### POLECENIE A
Przepisz słowo w słowo fragment o dzienniku Wróblewskiej od „W dzienniku rejestrowane” do „r., k. 16r).”.
### POLECENIE B
Którego dnia córka przystąpiła do I Komunii Świętej według fragmentu o dzienniku Wróblewskiej?

:: FRAGMENT DOKUMENTU ::

W dzienniku rejestrowane są na pamiątkę wierszyki okolicznościowe wygłaszane przez Marię (styczeń 1866, k. 4r‒4v), powinszowania z okazji imienin ojca (29 marca 1866 r., k. 10v). Opisane zostało w sposób niezwykle podniosły przystąpienie córki do I Komunii Świętej 8 września 1868 r., gdy obchodzone jest w kościele katolickim święto Narodzenia Najświętszej Maryi Panny. Diarystka przy tej okazji wspomina też swoją I Komunię i prosi córkę: „Dziecię moje nie zapomnij dnia tego” (wrzesień 1868 r., k. 16v). W 1868 r. w rodzinie Wróblewskich pojawił się nowy potomek, Zygmuś, a Emilia, co zaskakujące, opiekę nad nim przekazuje Marii, która ma w tym momencie 8 lat: „Tobie go podarowałam / Ty jego będziesz teraz pieścić, pielęgnować, potem szyć / dla niego, uczyć go i ma się rozumieć dobrym przyswie- / cać mu przykładem” (czerwiec 1868 r., k. 16r).

Są też w dzienniku opisy o dużym ładunku uczuciowym, gdyż mówią o śmierci członków rodziny – córki Stasi (1868), matki Emilii (1869), wspomnianego Zygmusia: „Uleciał nasz aniołek do Nieba! Troje Was już pozostało”, „kochajcie się więc między sobą” (16 stycznia 1871 r., k. 36r). Są również pogodne opisy wspólnie spędzanego czasu, w których diarystka zdaje relację z przebywania za miastem na Antokolu, zwiedzania okolic Wilna, płynięcia czółnem do Kalwarii Wileńskiej i spotkania z tłumem pielgrzymów. Przy tej okazji ujawnia swoje poglądy społeczne i tłumaczy córce, jak wartościową częścią społeczeństwa jest „poczciwy nasz lud”. „Kochaj go / moje dziecię, nie tylko nim gardzić nie mamy / prawa _ ale przeciwnie nie w jednym wzglę- / dzie oni w swej prostocie wzorem dla nas być mogą” (maj 1870 r., k. 30r‒30v). Odnotowuje też różne formy rozrywki, z jakich korzystały dzieci zimą, teatrzyki, szlichtada, czyli kulig, wieczorki przy choince (styczeń 1871 r., k. 36r).

Motywem zaznaczającym się w tym dzienniku jest również troska Wróblewskiej o stan zdrowia córki: „ciągle moja biedna coreczka / chirlająca” (kwiecień‒maj 1871 r., k. 38r). Maria jest chorowita i dlatego edukowana głównie w domu, a w czasie wakacji wysyłana na wieś dla nabrania sił i zabaw z innymi dziećmi: „Otoż się wywakacjowała i wyhasowała moja Maryjka” (lipiec i sierpień 1871 r., k. 39r). Gdy córka jest nieobecna, matka bardzo za nią tęskni: „Codzień Ciebie czekam, codzień wyglądam _ kiedyż Cię / do serca mego przycisnę” (7 października 1869 r., k. 24r). Jednak często ocenia jej charakter i usposobienie w sposób dość surowy, wypominając, że jest „łzawa”, kapryśna, „swywolna”, „kozakowata”, nieraz roztrzepana. Oczekuje od Marii dobrych manier, wypowiadania się „ze słodyczą, łagodnością, uprzejmością” (wrzesień 1871 r., k. 40v). Chce, żeby córka była nie tylko kobietą religijną, wykształconą, ale i praktyczną, „bo biegłość we wszystkich robotach kobiecych to skarb, to szczęście na przyszłość” (marzec 1871 r., k. 37v).

:::
:: ZEBRANE DANE ::

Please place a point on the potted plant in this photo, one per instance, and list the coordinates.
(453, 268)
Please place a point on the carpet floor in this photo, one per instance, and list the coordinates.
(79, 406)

:::

### ODPOWIEDŹ A
W dzienniku rejestrowane są na pamiątkę wierszyki okolicznościowe wygłaszane przez Marię (styczeń 1866, k. 4r‒4v), powinszowania z okazji imienin ojca (29 marca 1866 r., k. 10v). Opisane zostało w sposób niezwykle podniosły przystąpienie córki do I Komunii Świętej 8 września 1868 r., gdy obchodzone jest w kościele katolickim święto Narodzenia Najświętszej Maryi Panny. Diarystka przy tej okazji wspomina też swoją I Komunię i prosi córkę: „Dziecię moje nie zapomnij dnia tego” (wrzesień 1868 r., k. 16v). W 1868 r. w rodzinie Wróblewskich pojawił się nowy potomek, Zygmuś, a Emilia, co zaskakujące, opiekę nad nim przekazuje Marii, która ma w tym momencie 8 lat: „Tobie go podarowałam / Ty jego będziesz teraz pieścić, pielęgnować, potem szyć / dla niego, uczyć go i ma się rozumieć dobrym przyswie- / cać mu przykładem” (czerwiec 1868 r., k. 16r).

### ODPOWIEDŹ B
8 września 1868 r., w święto Narodzenia Najświętszej Maryi Panny.